** EJERCICIO A **
En el extracto sobre la línea Maginot, ¿qué línea atravesaron los estrategas militares alemanes antes de ocupar media Francia?
** EJERCICIO B **
Prolonga el texto sobre la línea Maginot a partir de su última oración.
*** EXTRACTO DEL DOCUMENTO ***
Temían los franceses, hace como setenta años, el desquite de los alemanes derrotados en la primera Gran Guerra, y construyeron la llamada línea Maginot de defensa para protegerse de una posible invasión. El miedo francés estaba más que justificado: la barbarie nacionalsocialista, y su teoría de los espacios vitales, detentaba el poder en Berlín; se había revisado el Tratado de Versalles; se había ocupado la Renania desmilitarizada; se había reincorporado el Sarre al Reich, y se había enviado a tomar viento fresco la política de seguridad colectiva en Europa, apoyada por Francia. Al final, y como es conocido, los estrategas militares germanos, armados hasta los dientes, atravesaron la línea Weygand, esquivaron la línea Maginot y ocuparon media Francia y parte de la otra media. Pero nuestros vecinos galos no andaban equivocados: la invasión se produjo y ellos intentaron evitarla mediante la fortificación de líneas defensivas...
*** DATOS DE ORIGEN ***
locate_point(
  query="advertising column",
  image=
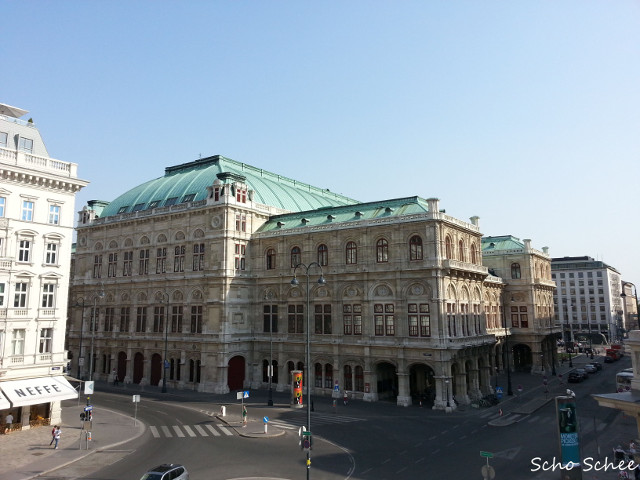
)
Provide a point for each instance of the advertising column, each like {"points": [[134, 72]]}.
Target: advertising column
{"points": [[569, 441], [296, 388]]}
***
*** DATOS DE ORIGEN ***
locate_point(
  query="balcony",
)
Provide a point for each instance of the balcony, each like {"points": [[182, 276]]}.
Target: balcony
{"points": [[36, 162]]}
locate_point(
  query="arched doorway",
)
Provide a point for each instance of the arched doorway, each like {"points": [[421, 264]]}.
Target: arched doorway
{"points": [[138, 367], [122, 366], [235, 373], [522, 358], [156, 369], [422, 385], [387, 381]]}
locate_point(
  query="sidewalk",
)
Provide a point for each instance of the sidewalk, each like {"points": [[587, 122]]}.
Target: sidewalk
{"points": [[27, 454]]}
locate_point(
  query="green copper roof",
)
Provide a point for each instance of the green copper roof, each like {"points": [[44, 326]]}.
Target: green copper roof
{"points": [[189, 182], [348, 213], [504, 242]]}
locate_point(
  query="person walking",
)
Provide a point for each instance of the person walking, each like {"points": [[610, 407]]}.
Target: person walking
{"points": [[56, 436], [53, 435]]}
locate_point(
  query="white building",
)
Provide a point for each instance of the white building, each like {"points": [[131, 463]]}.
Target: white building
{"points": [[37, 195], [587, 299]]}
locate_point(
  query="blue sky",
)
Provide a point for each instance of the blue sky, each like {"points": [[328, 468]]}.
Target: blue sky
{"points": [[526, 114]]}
***
** RESPUESTA ESCRITA A **
La línea Weygand.

** RESPUESTA ESCRITA B **
De unos meses acá y sobre todo en Europa, cunden la zozobra y el temor a guerras e invasiones, cuyas secuelas nadie puede predecir. No hay cristiano, moro ni judío con sesera en este viejo continente, a quien no se le inquiete el ánimo cuando oye hablar de bombas inteligentes, de movimiento de miles de soldados alrededor de las reservas mundiales de petróleo, de decenas de buques de guerra y aeroplanos que no lucen precisamente en sus alas la paloma de la paz. No hay romano ni cartaginés con sesera en esta Europa, que tanto cuesta construir, a quien no se le revuelva el estómago ante la división entre los del eje del bien y los del eje del mal, que hacen algunos de nuestros políticos, ni tan siquiera cuando hablan del sanguinario dictador que rige los destinos de Irak. Que dictadores sanguinarios los hubo y hay, asesinaron de forma masiva, y no intervinieron para nada los que ahora se ubican en el eje del bien.

Pero ahí están la inquietud, la zozobra y el miedo a invasiones y guerras: en la calle, delante de las imágenes del televisor y en los boletines informativos de radio. Y los valencianos, provenzales y daneses no lo habíamos previsto, ni tuvimos tiempo para levantar una real o imaginaria línea Maginot para parar aquello que los políticos sin sesera tienen previsto y consideran inevitable.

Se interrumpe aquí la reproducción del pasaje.